> _INPUT MATERIAL_

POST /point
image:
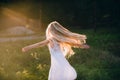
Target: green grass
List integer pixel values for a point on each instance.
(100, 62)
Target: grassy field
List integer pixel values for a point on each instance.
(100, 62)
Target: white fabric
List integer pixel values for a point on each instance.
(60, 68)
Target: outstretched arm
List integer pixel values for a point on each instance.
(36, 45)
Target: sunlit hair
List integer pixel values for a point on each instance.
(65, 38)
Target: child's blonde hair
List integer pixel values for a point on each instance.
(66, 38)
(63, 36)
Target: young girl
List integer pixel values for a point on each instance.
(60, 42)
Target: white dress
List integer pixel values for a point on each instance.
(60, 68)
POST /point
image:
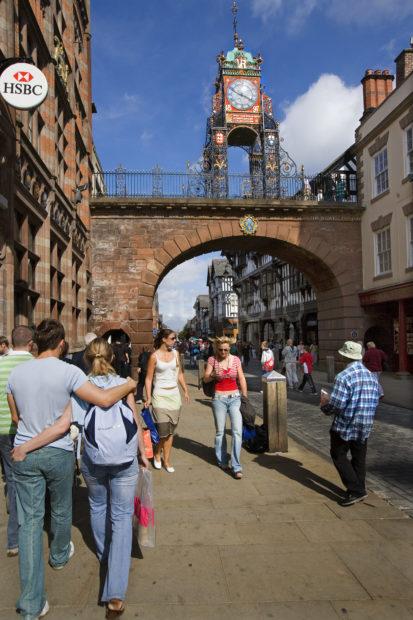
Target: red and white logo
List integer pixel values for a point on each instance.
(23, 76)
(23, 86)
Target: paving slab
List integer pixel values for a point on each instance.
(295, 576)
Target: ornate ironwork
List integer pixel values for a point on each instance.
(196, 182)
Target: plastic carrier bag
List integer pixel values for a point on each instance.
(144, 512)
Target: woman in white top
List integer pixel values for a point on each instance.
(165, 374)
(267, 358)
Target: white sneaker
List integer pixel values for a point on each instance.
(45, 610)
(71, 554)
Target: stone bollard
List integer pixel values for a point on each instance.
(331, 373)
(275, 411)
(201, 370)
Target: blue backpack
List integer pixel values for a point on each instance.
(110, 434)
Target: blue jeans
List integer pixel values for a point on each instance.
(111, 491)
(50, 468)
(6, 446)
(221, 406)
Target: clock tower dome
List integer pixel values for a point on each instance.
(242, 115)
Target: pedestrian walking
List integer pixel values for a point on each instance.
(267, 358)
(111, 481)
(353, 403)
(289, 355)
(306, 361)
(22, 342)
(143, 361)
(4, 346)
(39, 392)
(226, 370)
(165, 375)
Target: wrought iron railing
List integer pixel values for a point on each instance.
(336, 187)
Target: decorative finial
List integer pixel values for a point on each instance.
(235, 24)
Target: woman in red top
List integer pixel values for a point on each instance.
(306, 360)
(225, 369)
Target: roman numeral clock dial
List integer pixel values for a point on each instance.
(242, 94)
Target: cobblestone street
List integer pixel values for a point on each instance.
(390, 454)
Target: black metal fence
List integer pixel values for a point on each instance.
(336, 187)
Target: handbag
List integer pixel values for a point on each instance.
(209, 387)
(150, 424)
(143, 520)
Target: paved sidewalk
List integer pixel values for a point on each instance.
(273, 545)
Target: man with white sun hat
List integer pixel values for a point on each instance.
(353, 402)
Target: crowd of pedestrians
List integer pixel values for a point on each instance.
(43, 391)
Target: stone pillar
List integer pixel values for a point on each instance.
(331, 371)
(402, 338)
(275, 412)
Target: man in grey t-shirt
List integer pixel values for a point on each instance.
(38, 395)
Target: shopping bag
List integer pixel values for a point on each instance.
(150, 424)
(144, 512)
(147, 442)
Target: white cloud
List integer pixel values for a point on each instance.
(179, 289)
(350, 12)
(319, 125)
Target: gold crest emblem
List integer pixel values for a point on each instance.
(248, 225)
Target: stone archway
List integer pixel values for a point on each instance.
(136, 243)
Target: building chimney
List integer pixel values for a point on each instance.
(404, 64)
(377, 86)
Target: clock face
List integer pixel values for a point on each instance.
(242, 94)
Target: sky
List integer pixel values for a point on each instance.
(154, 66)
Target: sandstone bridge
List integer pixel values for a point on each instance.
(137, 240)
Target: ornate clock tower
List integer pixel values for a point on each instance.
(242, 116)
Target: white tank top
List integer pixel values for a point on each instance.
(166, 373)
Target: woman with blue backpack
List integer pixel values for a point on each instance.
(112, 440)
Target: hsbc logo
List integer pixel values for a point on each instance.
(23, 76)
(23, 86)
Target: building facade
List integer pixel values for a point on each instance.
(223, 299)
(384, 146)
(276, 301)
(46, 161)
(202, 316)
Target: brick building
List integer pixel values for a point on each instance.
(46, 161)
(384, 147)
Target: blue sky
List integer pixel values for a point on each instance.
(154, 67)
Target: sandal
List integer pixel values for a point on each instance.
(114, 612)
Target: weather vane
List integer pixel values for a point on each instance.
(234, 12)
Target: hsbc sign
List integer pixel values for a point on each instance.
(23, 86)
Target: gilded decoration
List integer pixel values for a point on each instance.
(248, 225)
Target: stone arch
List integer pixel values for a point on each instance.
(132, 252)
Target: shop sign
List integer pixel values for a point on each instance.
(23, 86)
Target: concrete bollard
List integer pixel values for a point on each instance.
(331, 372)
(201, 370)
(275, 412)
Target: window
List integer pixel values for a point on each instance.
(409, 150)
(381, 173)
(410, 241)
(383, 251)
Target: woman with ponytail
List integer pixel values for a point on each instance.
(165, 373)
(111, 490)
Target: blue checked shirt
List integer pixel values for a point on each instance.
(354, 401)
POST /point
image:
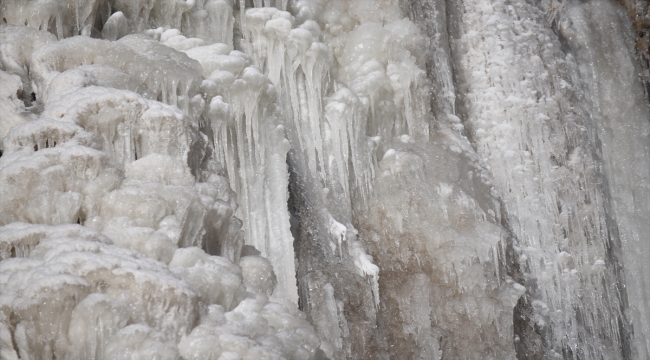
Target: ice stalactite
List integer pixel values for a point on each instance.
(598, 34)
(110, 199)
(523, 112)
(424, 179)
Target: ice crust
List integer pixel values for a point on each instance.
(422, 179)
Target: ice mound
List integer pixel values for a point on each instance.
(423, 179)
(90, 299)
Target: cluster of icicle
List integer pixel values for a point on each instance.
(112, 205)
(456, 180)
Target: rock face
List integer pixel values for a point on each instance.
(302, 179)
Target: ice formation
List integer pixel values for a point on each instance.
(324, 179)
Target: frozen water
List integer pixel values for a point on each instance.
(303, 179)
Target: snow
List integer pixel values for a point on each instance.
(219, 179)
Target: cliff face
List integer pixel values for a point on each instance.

> _WHAT YOU SHOULD DO_
Every line of the data should be transcribed exactly. Omit the images.

> _RESULT FOR THIS TASK_
POST /point
image:
Target: green grass
List integer pixel values for a point on each instance.
(100, 62)
Target: grassy field
List integer pixel values for a point on each instance.
(100, 62)
Target: white fabric
List integer pixel values for a point on each instance.
(60, 68)
Target: outstretched arm
List integer pixel values for a point on each instance.
(36, 45)
Target: sunlit hair
List integer pixel values for a point on each instance.
(65, 38)
Target: child's blonde hair
List integer pixel values for a point on each instance.
(66, 38)
(63, 36)
Target: young girl
List integer pixel values for a point on each instance.
(60, 42)
Target: white dress
List integer pixel values for a point on each instance.
(60, 68)
POST /point
image:
Target: red and white logo
List integer pixel values for a point on each instance.
(23, 76)
(23, 86)
Target: paving slab
List integer pixel values for a point on each instance.
(295, 576)
Target: ornate ironwork
List integer pixel values for a point on each instance.
(196, 182)
Target: plastic carrier bag
List integer pixel values for a point on each instance.
(144, 512)
Target: woman in white top
List integer pixel values for a point on each instance.
(165, 374)
(267, 358)
Target: white sneaker
List integer pixel values for a point on each instance.
(45, 610)
(71, 554)
Target: stone bollard
List integer pixel values for a point on each instance.
(331, 373)
(275, 411)
(201, 370)
Target: blue backpack
List integer pixel values for a point on each instance.
(110, 434)
Target: blue jeans
List integer pixel values for a point on each instance.
(111, 491)
(50, 468)
(6, 446)
(221, 406)
Target: clock tower dome
List integer pixel values for a point on each instance.
(242, 115)
Target: pedestrian walking
List integer pixel values for a point on each instance.
(267, 358)
(111, 481)
(353, 403)
(289, 355)
(306, 361)
(22, 342)
(143, 361)
(4, 346)
(39, 392)
(226, 370)
(165, 375)
Target: wrought iron railing
List integer pixel values for a point on each instance.
(336, 187)
Target: decorative finial
List integer pixel values for a point on each instance.
(235, 24)
Target: woman in red top
List integer pixel values for a point on each instance.
(306, 360)
(225, 369)
Target: roman numeral clock dial
List integer pixel values for a point on each instance.
(242, 94)
Target: cobblestone street
List integer pixel values for a point on each instance.
(390, 454)
Target: black metal fence
List integer pixel values for a point on each instance.
(336, 187)
Target: handbag
List integer pixel values for a point on each instance.
(209, 387)
(150, 424)
(143, 520)
Target: paved sidewalk
List integer pixel values for a point on each instance.
(273, 545)
Target: man with white sun hat
List integer pixel values for a point on each instance.
(353, 402)
Target: crowd of pedestrians
List integer pixel values for a point on each instance.
(43, 391)
Target: stone pillar
List integer pixel values for a point on each instance.
(331, 371)
(402, 338)
(275, 412)
Target: man in grey t-shirt
List integer pixel values for a point on each instance.
(38, 395)
Target: shopping bag
List integer pixel values for a point on each instance.
(150, 424)
(144, 512)
(147, 442)
Target: white cloud
List integer pixel values for a point on each instance.
(179, 289)
(350, 12)
(319, 125)
Target: gold crest emblem
List integer pixel values for a point on each instance.
(248, 225)
Target: stone archway
List integer pixel values for a point on each instance.
(136, 243)
Target: building chimney
List integer pixel values for a point on each instance.
(404, 64)
(377, 86)
Target: clock face
List integer pixel values for a point on each instance.
(242, 94)
Target: sky
List integer pixel values for a point on each instance.
(154, 66)
Target: sandstone bridge
List integer pixel values for a point on each instance.
(137, 240)
Target: ornate clock tower
List integer pixel values for a point on each instance.
(242, 116)
Target: white tank top
List integer pixel values for a point on each instance.
(166, 373)
Target: woman with blue backpack
List integer pixel values for a point on each instance.
(112, 440)
Target: hsbc logo
List integer pixel values for a point on each instance.
(23, 76)
(23, 86)
Target: building facade
List integer pixel values for a point on each instance.
(223, 299)
(384, 146)
(276, 301)
(46, 161)
(202, 316)
Target: brick building
List integer pixel values for a point on each instance.
(46, 161)
(384, 147)
Target: blue sky
List integer pixel values for a point on each instance.
(154, 67)
Target: sandal
List integer pixel values for a point on each instance.
(114, 612)
Target: weather vane
List integer pixel values for a point on each instance.
(234, 12)
Target: hsbc sign
List integer pixel values for a point on each instance.
(23, 86)
Target: gilded decoration
List integer pixel values for a point on each instance.
(248, 225)
Target: stone arch
List integer pixel values for a point on each instance.
(132, 252)
Target: shop sign
List integer pixel values for a point on each instance.
(23, 86)
Target: concrete bollard
List integer pixel values for a point on each instance.
(331, 372)
(201, 370)
(275, 412)
Target: window
List integer pixel values for a point on each instance.
(409, 150)
(381, 173)
(410, 241)
(383, 251)
Target: woman with ponytail
List integer pixel values for a point on each instance.
(165, 373)
(111, 490)
Target: blue checked shirt
List integer pixel values for a point on each instance.
(354, 401)
POST /point
image:
Target: ice stalactite
List integer pixel values for a point on each instance.
(598, 34)
(110, 199)
(523, 112)
(424, 179)
Target: ice crust
List integer pixel values for a point on each instance.
(422, 179)
Target: ice mound
List integer pixel values for a point on each instance.
(423, 179)
(90, 299)
Target: cluster of icicle
List integer pixel values for a point on each instance.
(112, 205)
(456, 180)
Target: rock face
List integer pixel values for a point on each instance.
(302, 179)
Target: ice formation
List integer pixel values for a point on each instance.
(324, 179)
Target: frozen water
List integer pixel values for a point on each instance.
(303, 179)
Target: snow
List integer pixel values for a point on each instance.
(219, 179)
Target: cliff face
List integer pixel values for a point on each instance.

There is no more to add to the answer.